- **EXTRACTED ENTRIES**:
--- begin ---
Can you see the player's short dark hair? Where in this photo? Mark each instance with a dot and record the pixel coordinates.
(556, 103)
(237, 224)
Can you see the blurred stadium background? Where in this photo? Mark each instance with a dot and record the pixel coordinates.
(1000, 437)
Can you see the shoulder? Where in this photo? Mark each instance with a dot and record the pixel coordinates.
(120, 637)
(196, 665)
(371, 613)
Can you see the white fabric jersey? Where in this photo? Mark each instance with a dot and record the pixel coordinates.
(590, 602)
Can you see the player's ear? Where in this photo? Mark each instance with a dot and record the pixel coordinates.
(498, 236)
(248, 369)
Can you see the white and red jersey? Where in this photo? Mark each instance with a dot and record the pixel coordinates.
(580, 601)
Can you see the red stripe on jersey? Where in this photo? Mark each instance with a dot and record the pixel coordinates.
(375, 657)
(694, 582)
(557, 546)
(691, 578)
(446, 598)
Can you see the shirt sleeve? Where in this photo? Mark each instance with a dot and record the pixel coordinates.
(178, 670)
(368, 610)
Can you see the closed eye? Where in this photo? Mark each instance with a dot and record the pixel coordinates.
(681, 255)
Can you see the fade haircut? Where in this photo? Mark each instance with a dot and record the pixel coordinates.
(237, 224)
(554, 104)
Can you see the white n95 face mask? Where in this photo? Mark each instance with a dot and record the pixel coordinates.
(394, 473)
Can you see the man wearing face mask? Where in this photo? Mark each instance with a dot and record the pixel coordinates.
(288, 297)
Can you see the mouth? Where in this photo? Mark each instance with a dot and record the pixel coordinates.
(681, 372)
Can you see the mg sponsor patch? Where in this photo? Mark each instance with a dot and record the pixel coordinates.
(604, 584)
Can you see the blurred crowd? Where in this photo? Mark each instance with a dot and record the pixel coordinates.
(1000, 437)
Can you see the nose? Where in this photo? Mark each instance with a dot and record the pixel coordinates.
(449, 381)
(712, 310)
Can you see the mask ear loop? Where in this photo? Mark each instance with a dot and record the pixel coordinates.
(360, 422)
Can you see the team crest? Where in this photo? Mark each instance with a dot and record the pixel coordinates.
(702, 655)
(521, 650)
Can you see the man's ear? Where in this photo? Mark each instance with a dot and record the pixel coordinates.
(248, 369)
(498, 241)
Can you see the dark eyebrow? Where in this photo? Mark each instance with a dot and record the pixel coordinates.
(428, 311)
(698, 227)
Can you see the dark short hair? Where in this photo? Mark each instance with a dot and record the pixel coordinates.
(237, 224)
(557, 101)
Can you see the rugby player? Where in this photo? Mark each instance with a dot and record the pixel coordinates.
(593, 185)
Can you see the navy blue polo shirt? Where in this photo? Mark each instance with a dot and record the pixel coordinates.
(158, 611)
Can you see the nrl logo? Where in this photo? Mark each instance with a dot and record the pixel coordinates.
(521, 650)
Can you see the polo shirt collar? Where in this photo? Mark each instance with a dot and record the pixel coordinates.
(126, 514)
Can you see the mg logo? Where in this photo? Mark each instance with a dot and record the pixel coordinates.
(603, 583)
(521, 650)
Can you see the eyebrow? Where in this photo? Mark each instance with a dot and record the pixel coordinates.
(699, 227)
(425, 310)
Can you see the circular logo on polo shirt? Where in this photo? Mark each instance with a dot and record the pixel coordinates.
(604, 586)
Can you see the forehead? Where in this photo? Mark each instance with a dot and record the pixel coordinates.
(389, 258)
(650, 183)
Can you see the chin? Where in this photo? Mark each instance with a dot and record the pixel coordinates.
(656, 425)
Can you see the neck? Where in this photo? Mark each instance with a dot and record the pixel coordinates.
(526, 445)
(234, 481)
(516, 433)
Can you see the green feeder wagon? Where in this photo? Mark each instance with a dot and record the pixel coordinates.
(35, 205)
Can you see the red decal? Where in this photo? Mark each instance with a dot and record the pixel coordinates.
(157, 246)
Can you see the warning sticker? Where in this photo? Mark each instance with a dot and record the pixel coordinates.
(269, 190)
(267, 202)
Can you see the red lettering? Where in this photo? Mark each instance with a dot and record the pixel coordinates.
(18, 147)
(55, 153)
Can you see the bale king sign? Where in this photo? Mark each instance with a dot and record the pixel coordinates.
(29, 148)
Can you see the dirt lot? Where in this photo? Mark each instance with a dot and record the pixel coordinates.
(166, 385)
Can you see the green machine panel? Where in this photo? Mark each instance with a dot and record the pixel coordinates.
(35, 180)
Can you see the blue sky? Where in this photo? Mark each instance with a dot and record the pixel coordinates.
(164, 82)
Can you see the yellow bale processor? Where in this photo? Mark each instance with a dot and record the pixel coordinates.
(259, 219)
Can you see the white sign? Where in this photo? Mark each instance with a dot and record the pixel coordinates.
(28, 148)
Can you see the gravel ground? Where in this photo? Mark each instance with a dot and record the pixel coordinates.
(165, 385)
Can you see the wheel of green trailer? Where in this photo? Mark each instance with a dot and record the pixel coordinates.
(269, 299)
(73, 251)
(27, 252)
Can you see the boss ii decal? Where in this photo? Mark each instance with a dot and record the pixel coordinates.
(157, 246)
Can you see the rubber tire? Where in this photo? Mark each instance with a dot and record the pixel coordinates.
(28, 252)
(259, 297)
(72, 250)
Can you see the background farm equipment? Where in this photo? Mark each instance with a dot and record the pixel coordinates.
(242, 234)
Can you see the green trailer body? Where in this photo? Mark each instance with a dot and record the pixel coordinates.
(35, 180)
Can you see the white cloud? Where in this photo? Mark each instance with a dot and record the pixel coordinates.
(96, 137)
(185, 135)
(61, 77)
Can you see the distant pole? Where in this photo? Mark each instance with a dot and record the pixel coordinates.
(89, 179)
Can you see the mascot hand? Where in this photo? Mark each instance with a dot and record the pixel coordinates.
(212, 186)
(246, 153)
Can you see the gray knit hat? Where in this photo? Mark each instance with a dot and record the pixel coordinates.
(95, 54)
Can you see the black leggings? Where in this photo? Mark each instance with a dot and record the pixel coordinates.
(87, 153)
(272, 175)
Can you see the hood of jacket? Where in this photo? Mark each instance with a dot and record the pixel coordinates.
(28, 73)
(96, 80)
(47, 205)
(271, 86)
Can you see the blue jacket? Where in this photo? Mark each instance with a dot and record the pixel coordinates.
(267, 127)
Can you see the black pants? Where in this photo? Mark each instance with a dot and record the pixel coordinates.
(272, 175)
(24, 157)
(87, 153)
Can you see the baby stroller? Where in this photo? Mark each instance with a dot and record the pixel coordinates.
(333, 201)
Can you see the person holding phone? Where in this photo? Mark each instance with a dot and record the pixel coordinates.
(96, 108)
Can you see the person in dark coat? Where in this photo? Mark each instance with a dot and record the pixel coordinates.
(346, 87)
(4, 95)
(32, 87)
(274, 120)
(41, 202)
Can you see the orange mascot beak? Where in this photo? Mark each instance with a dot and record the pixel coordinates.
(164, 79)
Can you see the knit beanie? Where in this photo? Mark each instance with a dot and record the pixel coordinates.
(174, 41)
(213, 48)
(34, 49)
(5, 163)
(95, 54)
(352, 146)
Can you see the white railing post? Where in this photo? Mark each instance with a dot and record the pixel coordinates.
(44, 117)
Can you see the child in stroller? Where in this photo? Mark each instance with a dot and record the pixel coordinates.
--- end ---
- **WHAT TO PRODUCE**:
Extract each of the records above verbatim, keeping them in their original order.

- **OUTPUT FOR THIS EXERCISE**:
Can you see the player's short dark hair? Where in this photo? Mark each instance with a dot and record the pixel coordinates.
(556, 103)
(237, 224)
Can you see the blurred stadium background? Where in this photo? Mark each instance with a dot and record the pixel coordinates.
(1000, 437)
Can you see the shoulder? Where in this photo? Mark each instance with a dot and record the pixel coordinates.
(120, 637)
(196, 665)
(371, 613)
Can you see the white fabric jersey? Where in this photo? Mark each instance with a dot and record the pixel coordinates.
(590, 602)
Can you see the player's ear? Where in this photo? Mark each instance with a dot and record the pixel coordinates.
(498, 236)
(248, 369)
Can you see the white and red jersey? Where in this photo? Mark each instance with a dot and record the pixel coordinates.
(580, 601)
Can you see the red stripe on jersey? Where in this photo? Mark each instance with a dot and record the pixel coordinates.
(375, 657)
(694, 582)
(557, 546)
(691, 578)
(446, 598)
Can you see the shirt sleeve? Where in this photo? Mark each instance with a dot and record the pixel coordinates.
(178, 670)
(368, 610)
Can you see the closed eye? Where in this photo? Mark each instance with a dot and record the pixel coordinates.
(681, 255)
Can you see the fade haircut? Where in this photo? Mark each instance with a dot and record the pixel coordinates.
(237, 224)
(554, 104)
Can you see the white n95 face mask? Where in this photo? Mark each instance with a dot and record the pixel coordinates.
(394, 473)
Can you see the man wearing face mask? Where in this photo? Mark each instance with a dot and record the pixel coordinates.
(288, 297)
Can you see the mouth? Where in this photo? Mark each instance with a dot and record the pixel coordinates.
(681, 372)
Can you see the mg sponsor patch? Where in this photo? Mark each instance with a dot and record the pixel coordinates.
(604, 584)
Can you see the blurred crowd? Where in this photo? Mark each instance with a dot and record the pixel coordinates.
(1000, 437)
Can you see the nose? Where in this photo? Mark each instance with a dot and record the pixel coordinates.
(449, 381)
(712, 310)
Can you see the mask ear loop? Where in this photo? Mark each instance with a dot and record the pixel coordinates.
(360, 422)
Can you see the team crest? Where in this photo? Mark each instance with a dot and record the pixel coordinates.
(702, 655)
(521, 650)
Can you see the man's ear? Where in this photo? Mark each instance with a dot and record the pixel coordinates.
(248, 369)
(498, 241)
Can you see the dark eyebrow? Where in this photo? Mark each instance with a dot and record the pixel coordinates.
(428, 311)
(698, 227)
Can you see the dark short hair? Where in this photo? Mark each instance with a dot and record the pixel coordinates.
(237, 224)
(557, 101)
Can you see the rugby player? Where in this photo? Mark each instance with a dot and record the pixel coordinates.
(593, 185)
Can you see the navy blue polo shirt? Where in this photo? Mark each instance with a dot and record the pixel coordinates.
(158, 611)
Can you see the nrl logo? Where in this photo? Mark each instance with a dot and record the pixel coordinates.
(521, 650)
Can you see the polo shirt collar? Where in this photo? Mark each instance with a dot and record the pixel coordinates.
(126, 514)
Can you see the mg logo? Where in this photo? Mark each instance with a dot and record the pixel coordinates.
(603, 583)
(521, 650)
Can you see the eyebrow? Where in this photo? Mark each instance with a dot and record the pixel coordinates.
(699, 227)
(425, 310)
Can you see the circular logo on polo shirt? Where in this photo? Mark each instance with a dot and record the pixel coordinates.
(604, 586)
Can you see the forehead? Where in this photo? Mark each instance with a dot and record the pixel coordinates.
(389, 258)
(650, 183)
Can you see the chin? Where in this photo? Mark each instance with a dot and record the pixel coordinates.
(656, 425)
Can you see the neck? Where in this photo? Mark each instance with a dot and record the pixel coordinates.
(526, 445)
(234, 481)
(516, 433)
Can you see the green feeder wagon? Where in this photo? Mark each instance with a dot and record the pixel coordinates.
(35, 205)
Can you see the red decal? Where in this photo? Mark each instance with a dot and record the pixel coordinates.
(157, 246)
Can you see the warning sticker? Where in this photo? Mark each instance with a dot and record the pixel coordinates.
(269, 190)
(267, 202)
Can you see the red lettering? Where in this photo? Mark each instance with a dot and record the pixel coordinates.
(18, 147)
(55, 153)
Can you see the bale king sign? Where in this photo? Mark each instance with a dot and record the pixel coordinates.
(29, 148)
Can you see the dirt lot? Where in this photo? Mark each instance with a dot and record the pixel coordinates.
(166, 385)
Can you see the green machine panel? Where in this photo? Mark each instance with a dot and record the pixel coordinates.
(35, 180)
Can you see the blue sky? Where in this photo? Mark each instance with a dot and record the pixel coordinates.
(164, 82)
Can you see the yellow bale processor? Where in this photo? Mark each instance with a dot and record the pixel coordinates.
(259, 219)
Can you see the white sign? Where in this photo? Mark each instance with a dot and record the pixel coordinates.
(28, 148)
Can you see the gravel ground? Where in this photo? Mark each instance with a dot and record the pixel coordinates.
(165, 385)
Can you see the wheel of green trailer? Where in this photo? Mark each instance with a dot and record the pixel coordinates.
(269, 299)
(73, 251)
(27, 252)
Can you see the boss ii decal? Where in this photo? Mark each instance with a dot and record the pixel coordinates.
(157, 246)
Can you see the rubber tire? Where in this photo? Mark each instance with a dot and record the pixel coordinates.
(28, 252)
(259, 297)
(72, 250)
Can you see the background farm equipment? Where in this photo? Mark each instance with a dot and record the pixel coordinates.
(242, 234)
Can you see the green trailer body? Where in this photo? Mark each instance with a dot and record the pixel coordinates.
(35, 180)
Can you see the white cloud? Where in this photo? Mark each instance with a dot and record the pixel coordinates.
(96, 137)
(185, 135)
(61, 77)
Can you see the distant pole? Where in this photo? Mark each instance with a dot and record the pixel coordinates.
(89, 179)
Can you see the mascot hand? Where in this photo? Mark each instance with a dot and record the pixel coordinates.
(212, 186)
(246, 153)
Can you see the gray knit hat? Where in this photo? Mark each instance with a dot and record the pixel coordinates.
(95, 54)
Can you see the black leggings? Where in this photo? Mark each instance with a dot and record the pixel coordinates.
(87, 153)
(272, 175)
Can you see the hood of jacket? Where in this photo? Mark each instance with a dot and record the pixel coordinates.
(28, 73)
(96, 80)
(47, 205)
(271, 86)
Can you see the blue jacket? Where in this photo? Mark each instance with a dot and record the pixel coordinates.
(267, 127)
Can you see the black pants? Where in this photo? Mark each instance with a dot and record the pixel coordinates.
(272, 175)
(24, 157)
(87, 153)
Can you see the baby stroller? Where in this photo? Mark each instance with a dot and record the pixel coordinates.
(333, 201)
Can you see the person holding phone? Where in this photo? Mark each instance with a dot and record the pixel coordinates.
(96, 108)
Can you see the person in dark coat? Where in this photo? Mark each instance with a dot and record the pixel coordinates.
(346, 87)
(4, 95)
(32, 87)
(274, 120)
(41, 202)
Can you see the orange mascot beak? Where in this photo? Mark each instance with a dot and record the pixel coordinates.
(164, 79)
Can you see the knit beanie? Where in this photo? Mark each instance with a dot and record the pixel coordinates.
(174, 41)
(213, 48)
(34, 49)
(5, 163)
(95, 54)
(352, 146)
Can you see the white railing post? Where in this photo? Mark each instance with a dot and record the pixel coordinates.
(44, 117)
Can you see the child in stroller? Where in this photo? Mark each instance with a dot and record the pixel coordinates.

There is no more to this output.